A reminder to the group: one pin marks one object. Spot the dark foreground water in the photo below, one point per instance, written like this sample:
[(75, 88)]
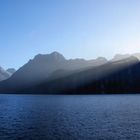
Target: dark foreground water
[(101, 117)]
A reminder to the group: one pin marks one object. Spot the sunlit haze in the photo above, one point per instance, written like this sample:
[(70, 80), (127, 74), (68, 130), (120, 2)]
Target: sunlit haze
[(75, 28)]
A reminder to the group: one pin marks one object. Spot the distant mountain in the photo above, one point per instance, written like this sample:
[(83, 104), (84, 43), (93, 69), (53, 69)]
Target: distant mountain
[(42, 67), (4, 74), (119, 76), (11, 70), (118, 57)]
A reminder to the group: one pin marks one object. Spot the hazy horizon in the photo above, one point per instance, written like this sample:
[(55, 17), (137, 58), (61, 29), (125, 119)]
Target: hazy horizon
[(77, 29)]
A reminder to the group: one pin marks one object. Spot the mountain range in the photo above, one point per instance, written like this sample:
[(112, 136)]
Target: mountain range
[(54, 74), (5, 74)]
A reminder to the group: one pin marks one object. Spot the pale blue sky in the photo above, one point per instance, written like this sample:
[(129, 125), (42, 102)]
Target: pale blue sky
[(75, 28)]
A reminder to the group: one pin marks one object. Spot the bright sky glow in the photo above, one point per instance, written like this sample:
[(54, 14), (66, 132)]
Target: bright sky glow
[(75, 28)]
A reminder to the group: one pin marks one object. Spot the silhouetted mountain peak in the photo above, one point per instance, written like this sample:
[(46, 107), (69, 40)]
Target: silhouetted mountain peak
[(54, 56), (11, 70), (120, 57)]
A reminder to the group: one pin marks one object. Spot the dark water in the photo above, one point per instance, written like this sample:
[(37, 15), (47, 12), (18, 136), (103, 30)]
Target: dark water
[(101, 117)]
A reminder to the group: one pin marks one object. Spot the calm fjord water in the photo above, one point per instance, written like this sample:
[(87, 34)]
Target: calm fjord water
[(42, 117)]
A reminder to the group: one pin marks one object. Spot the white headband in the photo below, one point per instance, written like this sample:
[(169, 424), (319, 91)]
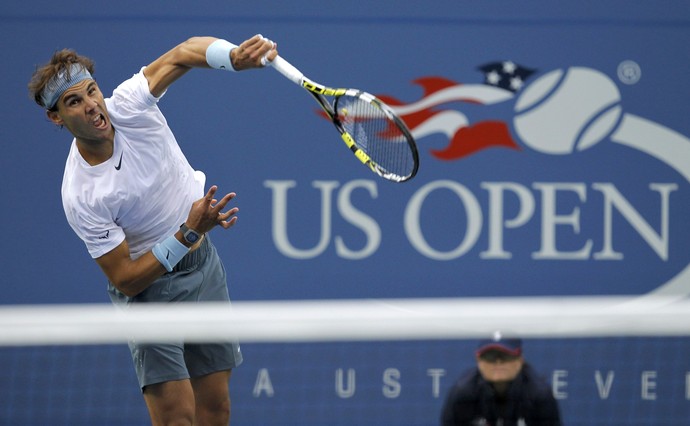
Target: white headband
[(61, 82)]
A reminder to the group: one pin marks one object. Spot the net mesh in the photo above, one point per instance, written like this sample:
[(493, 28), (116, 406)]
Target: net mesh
[(626, 364)]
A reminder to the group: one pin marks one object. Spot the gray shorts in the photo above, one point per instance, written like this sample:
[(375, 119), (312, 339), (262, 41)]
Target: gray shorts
[(199, 277)]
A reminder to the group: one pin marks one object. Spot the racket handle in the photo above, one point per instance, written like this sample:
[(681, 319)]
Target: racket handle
[(288, 70)]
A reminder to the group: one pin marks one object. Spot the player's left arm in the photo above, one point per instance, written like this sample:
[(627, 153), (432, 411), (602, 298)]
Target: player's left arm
[(191, 53)]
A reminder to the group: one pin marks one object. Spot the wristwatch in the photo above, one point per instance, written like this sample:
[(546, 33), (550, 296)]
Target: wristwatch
[(189, 235)]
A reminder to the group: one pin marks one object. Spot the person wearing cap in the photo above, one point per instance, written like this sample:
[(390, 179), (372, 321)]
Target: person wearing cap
[(502, 390), (144, 213)]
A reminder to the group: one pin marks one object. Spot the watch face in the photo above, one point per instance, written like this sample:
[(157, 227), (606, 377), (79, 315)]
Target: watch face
[(191, 236)]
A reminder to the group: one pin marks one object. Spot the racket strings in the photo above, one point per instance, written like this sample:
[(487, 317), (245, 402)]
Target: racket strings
[(377, 134)]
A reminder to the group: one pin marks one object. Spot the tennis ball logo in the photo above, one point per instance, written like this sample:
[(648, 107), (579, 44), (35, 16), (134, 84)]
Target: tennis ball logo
[(563, 112)]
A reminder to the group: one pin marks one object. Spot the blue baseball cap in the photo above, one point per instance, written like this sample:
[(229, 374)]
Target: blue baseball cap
[(512, 346)]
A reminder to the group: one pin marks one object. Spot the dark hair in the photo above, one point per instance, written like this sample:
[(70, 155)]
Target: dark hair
[(60, 61)]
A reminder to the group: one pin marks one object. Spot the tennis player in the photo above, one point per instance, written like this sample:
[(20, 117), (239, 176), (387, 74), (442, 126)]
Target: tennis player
[(143, 212), (502, 390)]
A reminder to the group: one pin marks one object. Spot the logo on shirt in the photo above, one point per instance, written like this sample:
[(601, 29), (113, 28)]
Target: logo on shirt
[(119, 164)]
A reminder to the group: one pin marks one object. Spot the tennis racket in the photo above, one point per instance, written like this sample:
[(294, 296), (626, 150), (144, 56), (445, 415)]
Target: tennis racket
[(373, 132)]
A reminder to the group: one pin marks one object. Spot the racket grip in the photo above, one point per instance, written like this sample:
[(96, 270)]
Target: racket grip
[(288, 70)]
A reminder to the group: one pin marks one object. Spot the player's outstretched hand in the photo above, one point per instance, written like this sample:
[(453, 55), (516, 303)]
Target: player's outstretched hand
[(253, 53), (207, 212)]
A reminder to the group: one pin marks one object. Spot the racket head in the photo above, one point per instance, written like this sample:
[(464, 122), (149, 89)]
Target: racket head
[(379, 136)]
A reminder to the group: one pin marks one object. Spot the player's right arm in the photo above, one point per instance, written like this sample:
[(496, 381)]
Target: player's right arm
[(131, 277)]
# # # #
• [What is required] The records above must be repeated exactly, minus their pictures.

• [Solution to this exercise]
A reminder to the group: one pin marks one object. Spot the dark foreground water in the photo below, one point per instance, written like this sample:
[(75, 88)]
Target: dark foreground water
[(101, 117)]
A reminder to the group: one pin marks one object. Spot the sunlit haze in the photo above, one point per instance, written like this sample:
[(70, 80), (127, 74), (68, 130), (120, 2)]
Target: sunlit haze
[(75, 28)]
A reminder to the group: one pin marks one object. Spot the distant mountain in the photo above, one point per instance, written like this sample:
[(83, 104), (84, 43), (93, 69), (53, 69)]
Target: distant mountain
[(42, 67), (4, 74), (119, 76), (11, 70), (118, 57)]
A reminder to the group: one pin marks one object. Spot the hazy horizon in the photo above, one point per instance, written like this sample:
[(55, 17), (137, 58), (61, 29), (125, 119)]
Target: hazy horizon
[(77, 29)]
A reminder to the group: one pin marks one object. Spot the mountain range in the photo above, one point per instance, written like this sample:
[(112, 136)]
Target: mountain range
[(54, 74), (5, 74)]
A reminder to the group: one pin marks one object. Spot the pale blue sky in the photo above, one point per instance, written like this sample:
[(129, 125), (42, 102)]
Target: pale blue sky
[(75, 28)]
A reminder to the group: one pin marks one object. Spot the bright sky glow in the photo above, one point per instance, written like this sample:
[(54, 14), (66, 132)]
Target: bright sky glow
[(75, 28)]
A reminder to the group: one pin marks one object. Spot the silhouetted mountain peak in the photo above, one point per instance, written like this sample:
[(46, 107), (69, 40)]
Target: silhouetted mountain peak
[(54, 56), (11, 70), (120, 57)]
A reminder to the group: one pin marks one object. Spot the dark water in the photo above, one point per instance, written like this sample:
[(37, 15), (47, 12), (18, 136), (103, 30)]
Target: dark water
[(101, 117)]
A reminder to the group: one pin marks one object. Spot the calm fjord water in the photo above, one point per instance, written like this sample:
[(87, 34)]
Target: calm fjord water
[(42, 117)]
A reminder to the group: one pin marks one object. Spot the white headband in the photo below, one point per instance, written like this sample:
[(169, 424), (319, 91)]
Target: white headband
[(61, 82)]
A reminder to the group: one pin marks one object. Spot the net mesh in the photo above, one point per instance, written like this sample:
[(493, 28), (116, 406)]
Target: net mesh
[(626, 364)]
A reminder to the group: one pin marks one object. Spot the gray shorts in the photo above, one point per instance, written like this sample:
[(375, 119), (312, 339), (262, 41)]
Target: gray shorts
[(199, 277)]
A reminder to the group: one pin marks one object. Spot the racket handle in the photo above, one point per instance, written like this sample:
[(681, 319)]
Target: racket handle
[(288, 70)]
A reminder to the group: one pin marks one object. Spot the player's left arm in the photo above, one point per instance, written like this sample:
[(627, 153), (432, 411), (602, 298)]
Target: player's left arm
[(191, 53)]
A reminder to the group: one pin marks one object. Spot the wristwatch in the photo above, one point per instance, written like this sample:
[(546, 33), (550, 296)]
Target: wristwatch
[(189, 235)]
A reminder to the group: one pin marks one object. Spot the person wearing cap in the photo above, one point per instance, written like this sample:
[(390, 179), (372, 321)]
Target: person wearing cap
[(502, 390), (144, 213)]
A reminder to the group: one pin marks one object. Spot the watch face in the photo above, one point per instance, written like this sample:
[(157, 227), (606, 377), (79, 315)]
Target: watch face
[(191, 236)]
A reminder to the group: one pin marks one object. Spot the racket strings in the photo above, one point per instance, written like this sample:
[(487, 317), (245, 402)]
Target: racket strings
[(377, 134)]
A reminder to the group: one pin marks one object. Spot the tennis ball logo in the photo above, one point per instance, written like this sample:
[(648, 107), (579, 44), (35, 16), (134, 84)]
Target: tennis ball logo
[(563, 112)]
A reminder to the group: one pin marks one object. Spot the blue baseball cap in the photo above, one point per instance, written like this sample:
[(229, 374)]
Target: blue baseball cap
[(512, 346)]
A reminder to the group: one pin marks one object. Spot the dark hair in the photo above, one point per instance, written like this sample:
[(70, 155)]
Target: dark hair
[(60, 61)]
A reminder to the group: one pin marks one object. Spot the tennis player in the photo above, one point per instance, written like this sample:
[(20, 117), (239, 176), (387, 74), (442, 126)]
Target: tennis player
[(143, 212), (502, 390)]
A reminder to the group: one pin marks one object. Spot the logo on shirt in the photo above, one point per instance, written like this sample:
[(601, 29), (113, 28)]
Target: logo on shirt
[(119, 164)]
A reminder to the group: one pin marks one object. Spot the tennis racket in the photo above, one point per instance, written like this sample:
[(294, 296), (626, 150), (144, 56), (445, 415)]
Target: tennis racket
[(373, 132)]
A reminder to the group: one pin marks one object. Spot the racket grip in the photo above, one point per instance, written like this sample:
[(96, 270)]
Target: racket grip
[(288, 70)]
A reminder to the group: one pin marks one object. Spot the player's outstretched hand in the photo above, one point per instance, written like this sample:
[(453, 55), (516, 303)]
Target: player's outstretched hand
[(253, 53), (207, 212)]
A reminder to the group: one pin marks one object. Spot the racket head in the photo above, one point per instance, written like this sample:
[(464, 122), (149, 89)]
Target: racket head
[(379, 136)]
A reminder to the group: one pin marks one object. Spot the player's right arm in the photo above, one point per instance, written like this sample:
[(496, 381)]
Target: player's right arm
[(131, 277)]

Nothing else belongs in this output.